(Available data begins)
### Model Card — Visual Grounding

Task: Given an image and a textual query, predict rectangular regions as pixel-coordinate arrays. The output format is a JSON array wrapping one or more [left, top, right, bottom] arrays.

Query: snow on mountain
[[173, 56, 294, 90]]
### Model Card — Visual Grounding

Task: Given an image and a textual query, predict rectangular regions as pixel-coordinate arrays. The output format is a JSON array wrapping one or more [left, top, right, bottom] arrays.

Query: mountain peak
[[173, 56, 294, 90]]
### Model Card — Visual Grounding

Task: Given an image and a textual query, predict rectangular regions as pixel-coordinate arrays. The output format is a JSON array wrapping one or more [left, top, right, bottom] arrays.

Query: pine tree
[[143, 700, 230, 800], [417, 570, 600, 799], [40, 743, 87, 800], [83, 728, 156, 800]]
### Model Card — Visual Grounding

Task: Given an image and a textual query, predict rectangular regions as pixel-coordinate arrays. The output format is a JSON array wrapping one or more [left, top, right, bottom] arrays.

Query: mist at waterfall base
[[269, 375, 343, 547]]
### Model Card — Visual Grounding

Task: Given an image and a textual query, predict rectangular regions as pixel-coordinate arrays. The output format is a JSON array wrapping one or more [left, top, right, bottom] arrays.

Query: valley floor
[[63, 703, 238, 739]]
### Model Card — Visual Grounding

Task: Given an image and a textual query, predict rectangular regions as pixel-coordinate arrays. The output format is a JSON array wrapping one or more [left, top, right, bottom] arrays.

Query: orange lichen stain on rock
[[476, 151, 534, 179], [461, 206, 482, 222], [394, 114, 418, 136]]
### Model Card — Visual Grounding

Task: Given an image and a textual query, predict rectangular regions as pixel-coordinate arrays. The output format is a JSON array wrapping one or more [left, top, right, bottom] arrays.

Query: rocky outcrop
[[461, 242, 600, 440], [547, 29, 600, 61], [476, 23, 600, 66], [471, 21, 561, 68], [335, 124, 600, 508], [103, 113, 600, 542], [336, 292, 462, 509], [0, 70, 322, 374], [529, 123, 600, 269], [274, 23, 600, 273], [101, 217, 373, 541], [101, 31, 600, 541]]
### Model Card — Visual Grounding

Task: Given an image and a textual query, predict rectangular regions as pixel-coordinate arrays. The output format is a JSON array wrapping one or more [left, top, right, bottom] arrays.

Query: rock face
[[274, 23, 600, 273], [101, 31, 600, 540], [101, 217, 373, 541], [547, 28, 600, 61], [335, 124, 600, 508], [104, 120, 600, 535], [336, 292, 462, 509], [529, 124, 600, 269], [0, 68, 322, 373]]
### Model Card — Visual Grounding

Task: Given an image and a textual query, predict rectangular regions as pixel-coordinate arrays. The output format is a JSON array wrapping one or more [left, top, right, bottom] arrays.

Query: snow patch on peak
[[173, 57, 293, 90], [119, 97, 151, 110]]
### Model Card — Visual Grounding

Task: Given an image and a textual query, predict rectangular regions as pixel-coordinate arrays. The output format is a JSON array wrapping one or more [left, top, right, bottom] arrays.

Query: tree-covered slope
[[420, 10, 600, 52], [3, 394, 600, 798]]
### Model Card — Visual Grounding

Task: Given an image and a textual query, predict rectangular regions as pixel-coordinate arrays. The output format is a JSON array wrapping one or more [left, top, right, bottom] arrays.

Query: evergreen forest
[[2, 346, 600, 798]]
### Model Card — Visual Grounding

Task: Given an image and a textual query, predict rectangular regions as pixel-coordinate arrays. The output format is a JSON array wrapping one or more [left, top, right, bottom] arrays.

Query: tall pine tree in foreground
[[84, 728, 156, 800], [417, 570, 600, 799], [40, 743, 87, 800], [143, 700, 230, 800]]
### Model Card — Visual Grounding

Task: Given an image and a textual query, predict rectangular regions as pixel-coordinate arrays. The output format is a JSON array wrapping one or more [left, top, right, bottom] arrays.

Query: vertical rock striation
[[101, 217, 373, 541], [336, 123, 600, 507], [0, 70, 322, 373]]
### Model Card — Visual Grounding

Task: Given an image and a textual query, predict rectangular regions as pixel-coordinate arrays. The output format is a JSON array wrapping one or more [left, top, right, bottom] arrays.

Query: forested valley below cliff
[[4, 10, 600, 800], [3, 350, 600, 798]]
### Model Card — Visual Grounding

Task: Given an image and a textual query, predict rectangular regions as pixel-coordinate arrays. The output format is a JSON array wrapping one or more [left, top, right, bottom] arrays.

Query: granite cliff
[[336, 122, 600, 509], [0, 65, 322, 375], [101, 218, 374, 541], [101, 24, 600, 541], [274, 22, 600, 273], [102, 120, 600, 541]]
(Available data ends)
Work required — Repeat each record exactly. Omit nothing.

Output of the task —
### Model Card — Visual Grounding

Task: Given an image and a textual query, predict rectangular regions as pixel-coordinate arrays. The output format is a JSON array wrapping one or more [left, top, right, bottom] arrays.

Query: snow on mountain
[[173, 56, 294, 90]]
### Model Card — Visual Grounding

Task: Given an image and a textual query, predict rectangular regions as pixel-coordinate arrays. The output format is a JSON array wrapping one or more [left, top, right, bottom] arrays.

Query: mountain peak
[[173, 56, 294, 90]]
### Model Card — Visual Grounding

Task: Given an image and a textual query, predict rectangular regions as pixel-coordinate arrays. The output format is a JSON array wrapping one or more [left, top, right, bottom] arrays.

Query: pine tree
[[143, 700, 230, 800], [417, 570, 600, 799], [40, 743, 87, 800], [83, 728, 156, 800]]
### Model Card — Visual Grounding

Task: Given an image and a textual query, predict rectangular regions as pixel-coordinate arrays. The output format is a JSON array wrapping one or more [left, top, right, bottom] arrays.

Query: mist at waterfall base
[[269, 375, 343, 547]]
### Model Card — Visual Grounding

Task: Given an image and a textual query, predict rectangular regions as pixel-coordinate arrays. The output format is a JSON array wrapping one or more [left, top, right, bottom] arrays.

Query: valley floor
[[63, 703, 238, 739]]
### Model Card — Visual Grounding

Task: Given an image and a textual query, predict rectangular regions as pixel-coordinate arrays. The output format is a JSON array wrapping one or more [left, top, right, bottom] arrays.

Query: orange lichen stain on rock
[[476, 151, 534, 179], [461, 206, 482, 222], [394, 114, 418, 136]]
### Model Card — Visual Grounding

Task: Given an image and a textual query, predict rectangular regions as pixel-coordinate arrays. The output format is a JSON array wrapping one or more [left, top, right, bottom] arrays.

Query: rocky outcrop
[[461, 242, 600, 440], [547, 29, 600, 61], [476, 23, 600, 66], [471, 21, 561, 68], [335, 124, 600, 508], [103, 113, 600, 542], [336, 292, 462, 509], [0, 70, 322, 374], [529, 123, 600, 269], [274, 23, 600, 273], [101, 217, 373, 541], [101, 31, 600, 541]]
### Model Card — Visual Grounding

Task: Given an image and a textual query, predict rectangular regions as pixel-coordinate arrays. The output format is a JSON array wrapping one or more [left, top, right, bottom] arrays.

Query: rock face
[[274, 23, 600, 273], [101, 31, 600, 540], [101, 217, 373, 541], [547, 28, 600, 61], [335, 124, 600, 508], [104, 120, 600, 535], [336, 292, 462, 509], [529, 124, 600, 269], [0, 68, 322, 373]]
### Model Card — Visual Grounding

Task: Given an image and a textual query, predict rectangular regions as pixel-coordinate arrays. The output format is a JSON array wrapping one or more [left, top, right, bottom] arrays.

Query: snow patch on peak
[[173, 57, 293, 90], [119, 97, 151, 110]]
### Model Card — Visual Grounding

Task: Given an image and a textual query, predict rectangular regions as pixel-coordinate arrays. The output format is a JSON array wrapping one or more [left, top, right, bottom] arrays.

Query: tree-covered slope
[[420, 10, 600, 52], [3, 394, 600, 798]]
### Model Card — Visual Grounding

Task: Given an image and a textual query, predict rectangular regions as pixel-coordinate arrays. The output format is a JSON array wrapping one or more [left, top, right, bottom] arrays.

Query: evergreen forest
[[2, 346, 600, 798]]
### Model Card — Visual Grounding

Task: Given an image and a textual query, predict rectangular regions as pixel-coordinate arrays. The output format is a JSON array wrapping one or more [left, top, right, bottom] arrays.

Query: tall pine tree in foreground
[[84, 728, 156, 800], [417, 570, 600, 799], [40, 743, 87, 800], [143, 700, 230, 800]]
### Model Card — Visual Grounding

Task: Given an image and a textual query, predict rectangular regions as pixel-coordinate arrays. The output format is a JSON array wrapping one or more [left, top, right, bottom] arrays.

Query: vertical rock striation
[[101, 217, 373, 541], [336, 123, 600, 507], [0, 70, 322, 373]]
### Model Card — Visual Grounding

Task: Given an image and a textual query, predict rectangular regions as pixel-coordinate arrays. The output format is a JSON array wrapping one or more [left, top, right, bottom] arrays.

Query: forested valley below cliff
[[4, 10, 600, 800], [3, 350, 600, 798]]
### Model Card — Visual Grounding

Task: Given an image and a textual query, predict rectangular regions as pixel-coordinate arrays. The output format is a JSON array wrapping one or more [left, top, right, bottom] arrays.

Query: granite cliff
[[336, 122, 600, 509], [0, 65, 322, 375], [101, 218, 374, 541], [101, 24, 600, 541], [274, 22, 600, 273], [102, 120, 600, 541]]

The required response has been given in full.